> **Extrait du texte**:
Les experts s'accordent sur le fait qu'un robot, même extrêmement intelligent, ne peut tout simplement pas remplacer la compétence d'un(e) thérapeute habilité(e) à offrir un aperçu profond d'évènements passés, offrir un espace de parole, compatir et offrir une relation affective basée sur la confiance mutuelle.
"Même si une intelligence artificielle (IA) atteint un niveau de sophistication où elle peut devenir une alternative complète à un traitement de santé mentale classique, je pense que, pour être efficace, elle devrait faire partie d'un parcours de soin intégré" précise Jose Hamilaton Vargas, CEO de Youper.
Alison Darcy, fondatrice et CEO de Woebot, a d'ailleurs partagé cette idée sur une récente discussion sur Reddit :
"L'éventualité qu'une IA puisse un jour prendre la place d'humains dans ce domaine est, à mon sens, largement surestimée".
Mais encore plus que d'établir que ces applications ne pourraient jamais remplacer une thérapie en face-à-face, ces fondateur(ice)s ne sont pas très clair(e)s sur ce pourquoi elles devraient être utilisées. Et leur marketing rend les choses encore plus brumeuses. Ainsi, les sites web liés aux applications présentent des témoignages dithyrambiques, qui pourraient pousser les éventuels utilisateurs et utilisatrices à préférer se tourner vers les applications plutôt que vers un suivi en face à face. Les développeurs et développeuses de ces applications nient avec force que ces applications pourraient être utilisées dans le cas de troubles psychologiques mettant la vie en danger, mais leur matériel marketing tel que les témoignages suggère le contraire.
Les sites webs associés aux applications suggèrent que ces dernières aideront les utilisateurs à être plus heureux, moins anxieux et plus productifs, mais il est difficile de déterminer la légitimité de ces affirmations à cause du manque de transparence des objectifs de santé mentale que les robots peuvent aider à atteindre.
Sont-elles réellement efficaces ?
Youper et Wysa ont lancé leurs applications sans publier d'étude examinée par les pairs, alors que Woebot a publié une étude à propos de ses objectifs en partenariat avec le Département de Psychiatrie et des Sciences Comportementales de l'Université de Stanford en 2017. L'étude a montré que deux semaines d'utilisation de ces robotos conversationnels chez les 18-28 ans étaient en lien avec une réduction significative des symptômes de la dépression et de l'anxiété par rapport au groupe de contrôle.
Ceci semble prometteur, mais on ne peut pas généraliser les résultats : l'étude a porté sur un échantillon insuffisant de 70 personnes, toutes des étudiant(e)s non diplômé(e)s qui ne correspondent pas forcément au profil-type d'un(e) utilisateur(ice) de cette application, qui serait plutôt une personne employée à plein temps, ayant des factures à payer et ne pouvant pas se permettre de payer une thérapie traditionnelle.

> **Consigne de travail**: Mettez à jour le passage de l'extrait sur les robots conversationnels de santé mentale qui va de « Ceci semble prometteur, mais » à « une thérapie traditionnelle. » en y remplaçant « échantillon insuffisant » par « échantillon restreint ».

> **Données présentées**:
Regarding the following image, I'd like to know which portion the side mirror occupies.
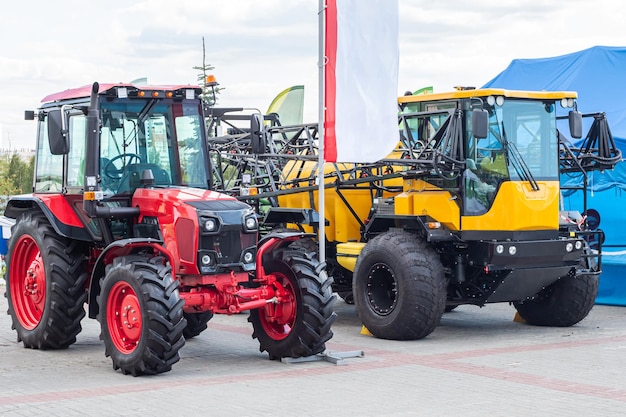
[568,110,583,139]
[250,113,266,154]
[48,110,70,155]
[472,109,489,139]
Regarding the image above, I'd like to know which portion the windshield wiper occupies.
[502,128,539,191]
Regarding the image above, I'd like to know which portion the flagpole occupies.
[317,0,326,263]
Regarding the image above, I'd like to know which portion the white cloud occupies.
[0,0,626,150]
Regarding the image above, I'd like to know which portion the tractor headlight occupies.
[244,215,259,232]
[243,251,254,264]
[204,218,219,233]
[200,255,213,266]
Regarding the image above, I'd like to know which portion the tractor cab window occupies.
[67,112,87,187]
[464,99,558,215]
[100,99,207,195]
[35,117,63,193]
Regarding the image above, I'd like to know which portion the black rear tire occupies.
[353,231,446,340]
[513,275,598,327]
[248,241,336,359]
[5,212,87,349]
[97,255,186,376]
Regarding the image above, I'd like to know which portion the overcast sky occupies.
[0,0,626,149]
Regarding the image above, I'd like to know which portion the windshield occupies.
[465,99,559,215]
[100,99,208,194]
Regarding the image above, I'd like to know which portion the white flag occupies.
[324,0,399,162]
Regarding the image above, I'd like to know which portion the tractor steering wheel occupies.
[102,153,142,180]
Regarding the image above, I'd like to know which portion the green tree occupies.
[0,153,35,213]
[5,153,35,194]
[193,36,223,106]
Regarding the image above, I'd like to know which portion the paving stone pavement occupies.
[0,286,626,417]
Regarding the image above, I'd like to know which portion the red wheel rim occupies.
[259,273,297,340]
[106,282,142,354]
[9,235,46,330]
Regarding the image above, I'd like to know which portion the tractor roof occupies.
[41,83,200,103]
[398,88,578,104]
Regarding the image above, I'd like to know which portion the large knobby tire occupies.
[183,311,213,339]
[248,241,336,359]
[353,231,446,340]
[5,212,87,349]
[97,255,186,376]
[513,275,598,327]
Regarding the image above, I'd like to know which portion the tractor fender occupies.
[257,230,317,252]
[88,238,174,319]
[4,194,93,242]
[256,230,316,279]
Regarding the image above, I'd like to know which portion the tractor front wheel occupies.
[5,212,87,349]
[183,311,213,339]
[248,241,336,359]
[353,231,447,340]
[513,275,598,327]
[98,255,186,376]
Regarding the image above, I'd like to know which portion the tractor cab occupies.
[35,84,207,198]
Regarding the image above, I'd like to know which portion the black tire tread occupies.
[513,275,598,327]
[5,212,88,350]
[248,241,337,359]
[353,231,447,340]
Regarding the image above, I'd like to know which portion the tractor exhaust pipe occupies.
[83,82,102,217]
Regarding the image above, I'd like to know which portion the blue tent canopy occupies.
[483,46,626,305]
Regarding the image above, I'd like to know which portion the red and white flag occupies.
[324,0,399,162]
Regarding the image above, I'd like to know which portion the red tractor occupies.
[5,83,335,376]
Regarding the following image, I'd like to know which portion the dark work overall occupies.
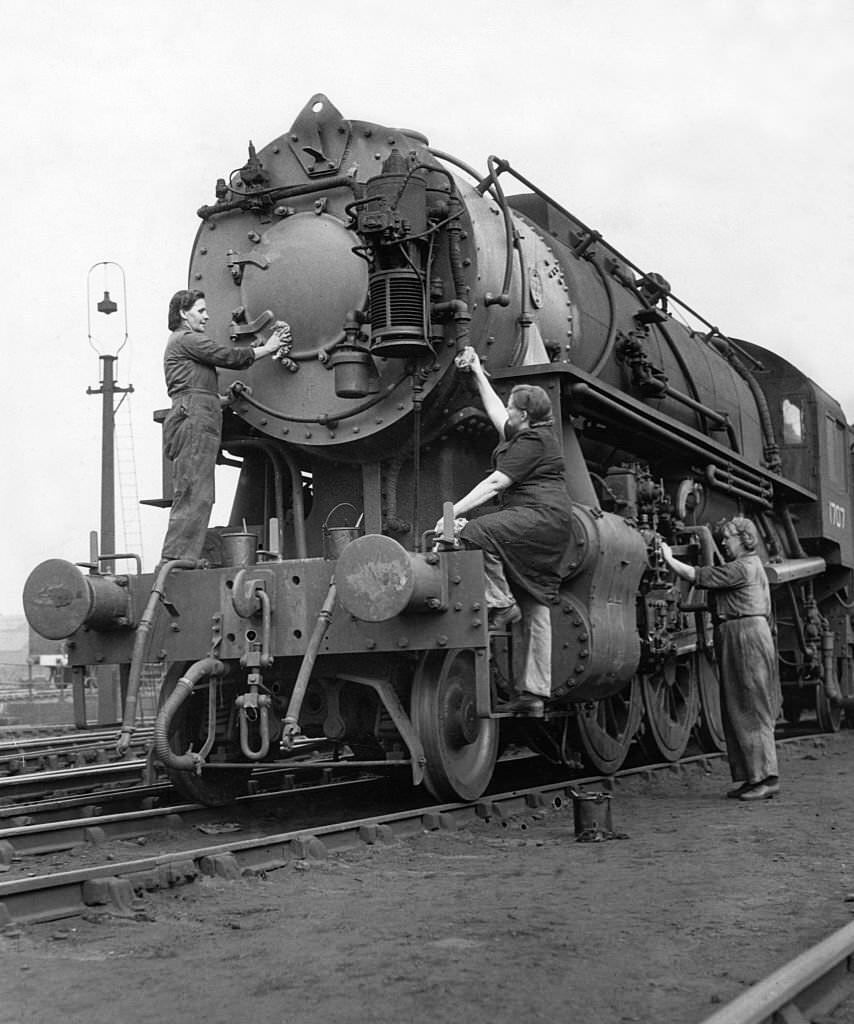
[161,390,222,561]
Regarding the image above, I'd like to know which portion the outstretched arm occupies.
[456,345,507,439]
[658,541,696,583]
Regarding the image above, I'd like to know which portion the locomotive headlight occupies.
[24,558,130,640]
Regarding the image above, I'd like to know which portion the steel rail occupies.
[0,754,761,929]
[701,922,854,1024]
[0,736,831,933]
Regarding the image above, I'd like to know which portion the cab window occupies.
[782,398,804,444]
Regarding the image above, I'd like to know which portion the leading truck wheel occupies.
[159,665,252,807]
[411,649,499,800]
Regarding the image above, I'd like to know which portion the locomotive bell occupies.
[329,345,380,398]
[95,292,119,316]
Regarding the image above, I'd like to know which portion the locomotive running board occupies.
[490,362,817,504]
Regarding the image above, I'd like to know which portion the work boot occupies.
[488,602,522,633]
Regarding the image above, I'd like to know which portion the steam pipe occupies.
[116,558,202,755]
[280,577,336,751]
[477,157,515,306]
[155,657,225,774]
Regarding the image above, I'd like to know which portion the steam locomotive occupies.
[25,94,854,804]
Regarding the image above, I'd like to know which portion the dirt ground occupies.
[0,732,854,1024]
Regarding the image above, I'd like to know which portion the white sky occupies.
[0,0,854,614]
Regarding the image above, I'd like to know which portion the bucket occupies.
[323,502,362,559]
[220,534,258,565]
[571,790,613,843]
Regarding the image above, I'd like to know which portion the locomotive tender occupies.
[25,94,854,803]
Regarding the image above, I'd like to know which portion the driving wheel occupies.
[411,649,499,800]
[641,654,699,761]
[575,678,643,775]
[159,663,252,807]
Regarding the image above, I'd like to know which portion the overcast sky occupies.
[0,0,854,613]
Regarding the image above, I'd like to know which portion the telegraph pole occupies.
[86,260,133,572]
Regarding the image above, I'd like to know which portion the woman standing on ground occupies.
[660,516,780,800]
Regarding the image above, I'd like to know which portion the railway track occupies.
[702,923,854,1024]
[0,727,154,778]
[0,737,810,928]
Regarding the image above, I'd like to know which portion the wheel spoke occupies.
[575,679,642,773]
[641,655,699,761]
[412,649,499,800]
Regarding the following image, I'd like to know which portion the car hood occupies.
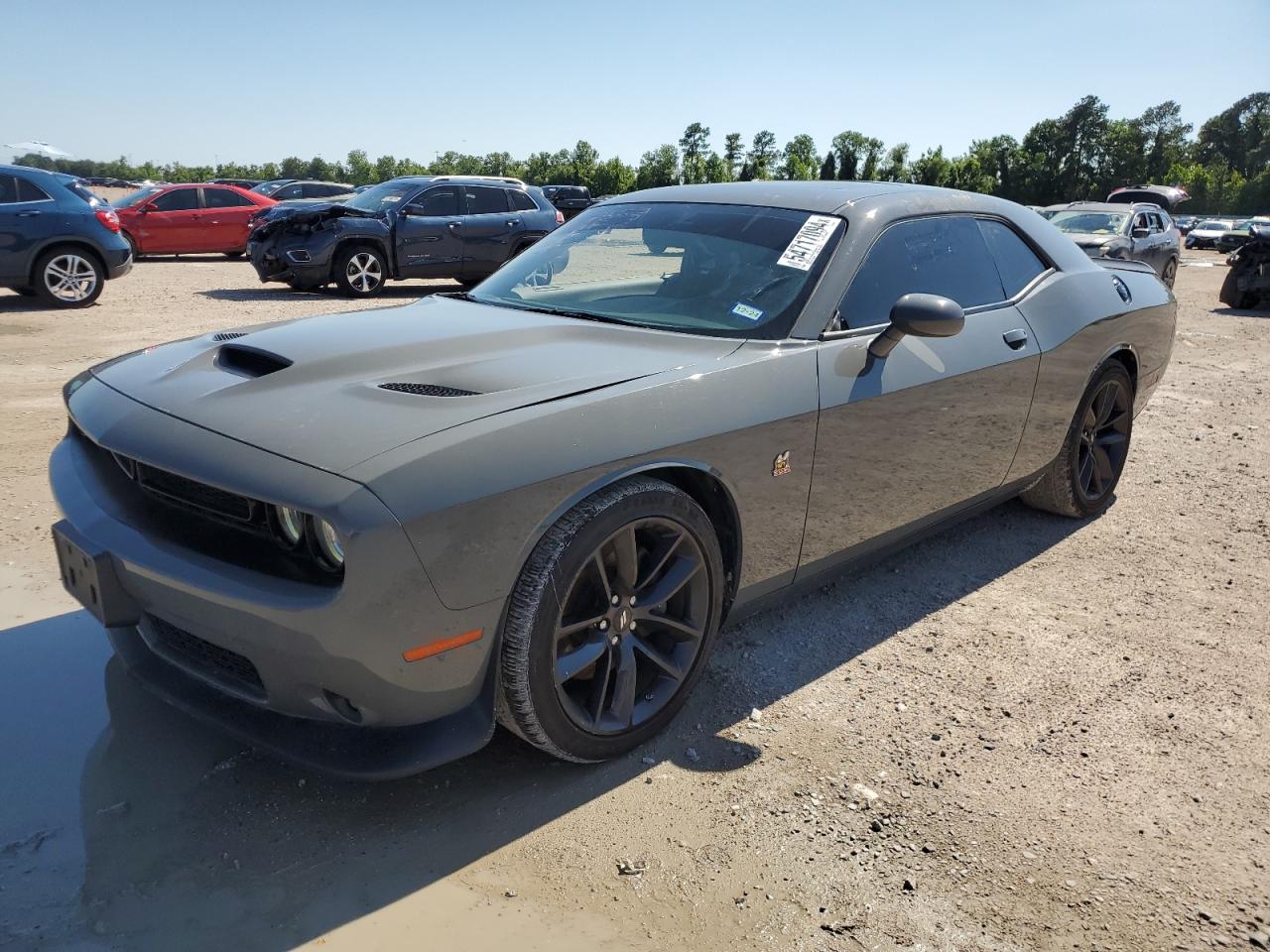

> **Zone de réponse**:
Ceci semble prometteur, mais on ne peut pas généraliser les résultats : l'étude a porté sur un échantillon restreint de 70 personnes, toutes des étudiant(e)s non diplômé(e)s qui ne correspondent pas forcément au profil-type d'un(e) utilisateur(ice) de cette application, qui serait plutôt une personne employée à plein temps, ayant des factures à payer et ne pouvant pas se permettre de payer une thérapie traditionnelle.